» PASSAGE TO READ:
Last year, the High Court made the decision that the late Prince Philip’s will should be “sealed up” for a period of 90 years, preventing anyone finding out who he had left his estate to. The decision was made by the President of the Family Division, Sir Andrew McFarlane, in his capacity as Head of Probate. As we said at the time,

While the judgment is a welcome dose of transparency, the extremely one-sided way the hearing was conducted – with the application to hear the case in private itself being heard in private, and with no one to represent the interests of anyone who might legitimately oppose such an application (such as a historian or royal biographer) – is a matter of some concern. 

You can read our original post explaining the case here: Why can’t we read Prince Philip’s Will?

The Guardian newspaper was granted permission to appeal against the decision, on the ground that the court had erred in law in denying the media an opportunity to make submissions or at least to attend and hear submissions as to whether the substantive application should have been heard in private. That was said to represent a serious interference with open justice.

I attended the hearing in the Court of Appeal on 20 July in person and then followed the second day on the livestream video. Judgment was reserved but it has now been given: Guardian News and Media v The Executor of HRH The Prince Philip, Duke of Edinburgh [2022] EWCA Civ 1081.

Disappointingly, from an open justice perspective, the appeal has been dismissed. The court has, however, given some guidance on how a future case of this nature could be approached, and in one important respect found the judgment below to be wrong.

The Guardian’s arguments

The appeal was not concerned with the judge’s substantive decision to seal up Prince Philip’s will and various related matters. Rather, it was concerned with (a) his decision to consider the substantive matter in private rather than in open court, and (b) the anterior decision that the preliminary hearing about whether the hearing should be in private should itself be in private.

The relief sought by the Guardian was, in essence, that the case should be heard all over again, but this time in accordance with the principles of open justice. If that were to happen, they might then be in a position, with more information and evidence, to make representations on the substantive matters.

» STATED PROBLEM A:
In the passage on the Prince Philip will appeal, transcribe everything from "I attended the" down to "EWCA Civ 1081.".
» STATED PROBLEM B:
Name every court or court division mentioned in the passage on the Prince Philip will appeal.

Object detection data:
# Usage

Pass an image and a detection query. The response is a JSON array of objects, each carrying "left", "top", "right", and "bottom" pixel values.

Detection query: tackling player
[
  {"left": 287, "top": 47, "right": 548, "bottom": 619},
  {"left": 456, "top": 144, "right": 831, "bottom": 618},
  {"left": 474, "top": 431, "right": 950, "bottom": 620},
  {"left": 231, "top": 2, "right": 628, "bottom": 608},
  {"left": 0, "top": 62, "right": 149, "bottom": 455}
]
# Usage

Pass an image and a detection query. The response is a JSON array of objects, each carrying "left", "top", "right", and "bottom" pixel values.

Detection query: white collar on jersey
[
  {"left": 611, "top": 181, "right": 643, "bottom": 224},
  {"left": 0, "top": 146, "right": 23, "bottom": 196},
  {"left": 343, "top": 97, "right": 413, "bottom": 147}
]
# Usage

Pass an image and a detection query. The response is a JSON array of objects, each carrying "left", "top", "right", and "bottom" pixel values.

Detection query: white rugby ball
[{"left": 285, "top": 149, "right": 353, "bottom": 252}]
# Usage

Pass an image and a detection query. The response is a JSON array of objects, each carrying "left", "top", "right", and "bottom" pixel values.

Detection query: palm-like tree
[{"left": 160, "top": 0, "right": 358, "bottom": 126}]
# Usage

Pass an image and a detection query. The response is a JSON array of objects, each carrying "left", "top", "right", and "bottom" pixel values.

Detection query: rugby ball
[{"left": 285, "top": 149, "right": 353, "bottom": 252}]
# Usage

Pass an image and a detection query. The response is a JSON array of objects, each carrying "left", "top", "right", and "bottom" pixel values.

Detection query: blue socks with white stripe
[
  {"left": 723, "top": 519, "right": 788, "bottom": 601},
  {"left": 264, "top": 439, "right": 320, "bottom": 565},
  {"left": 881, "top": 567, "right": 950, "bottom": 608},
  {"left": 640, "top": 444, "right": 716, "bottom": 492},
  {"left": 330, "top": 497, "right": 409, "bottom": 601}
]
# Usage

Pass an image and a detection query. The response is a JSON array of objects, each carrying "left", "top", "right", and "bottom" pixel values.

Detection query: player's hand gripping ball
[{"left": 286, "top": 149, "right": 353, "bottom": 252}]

» EXPECTED OUTPUT A:
I attended the hearing in the Court of Appeal on 20 July in person and then followed the second day on the livestream video. Judgment was reserved but it has now been given: Guardian News and Media v The Executor of HRH The Prince Philip, Duke of Edinburgh [2022] EWCA Civ 1081.

» EXPECTED OUTPUT B:
High Court
Family Division
Court of Appeal